━━ Dataset records

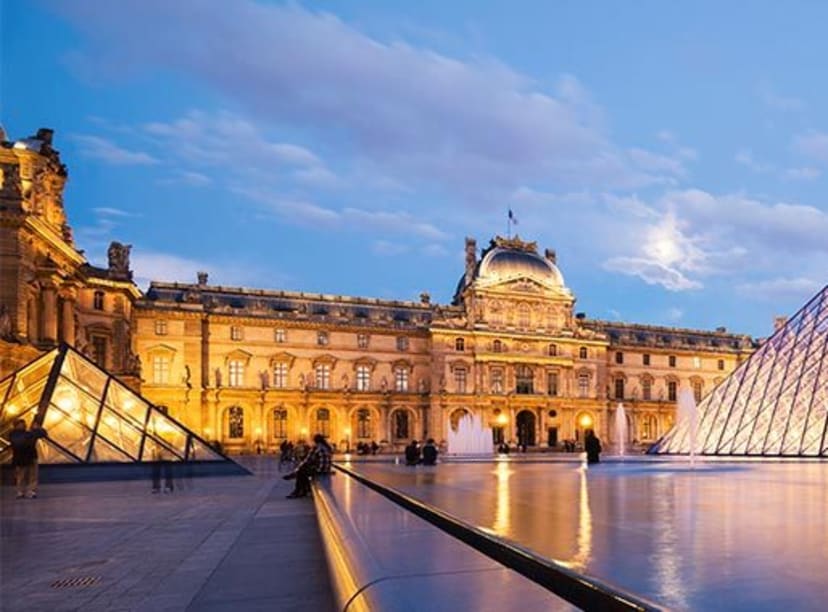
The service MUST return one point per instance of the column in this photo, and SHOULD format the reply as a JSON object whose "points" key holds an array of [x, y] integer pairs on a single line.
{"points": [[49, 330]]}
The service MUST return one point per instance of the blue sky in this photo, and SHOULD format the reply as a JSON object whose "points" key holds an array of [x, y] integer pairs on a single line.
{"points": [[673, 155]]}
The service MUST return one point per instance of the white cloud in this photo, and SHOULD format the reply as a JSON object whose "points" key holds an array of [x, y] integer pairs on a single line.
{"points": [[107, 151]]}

━━━━
━━ Dataset records

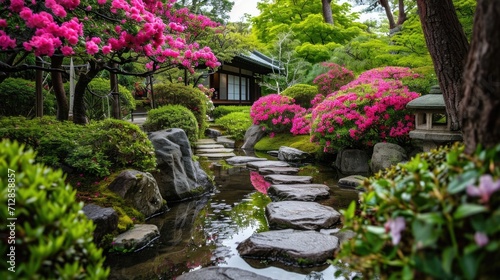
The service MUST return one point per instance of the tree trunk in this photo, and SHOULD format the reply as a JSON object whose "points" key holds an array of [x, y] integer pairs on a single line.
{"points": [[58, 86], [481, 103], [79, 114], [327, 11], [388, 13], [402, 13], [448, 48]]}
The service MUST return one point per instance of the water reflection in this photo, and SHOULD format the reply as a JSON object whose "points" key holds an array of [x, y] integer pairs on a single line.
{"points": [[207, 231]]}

━━━━

Aim of the exercise:
Copy out in full each line of the items above that contains the word "blue".

Worked answer:
The service MUST return one point per instance of the blue sky in this photo, and SHOULD format the reply as a JSON object whose "points" key holds an array of [x, y] integer pairs on a single line.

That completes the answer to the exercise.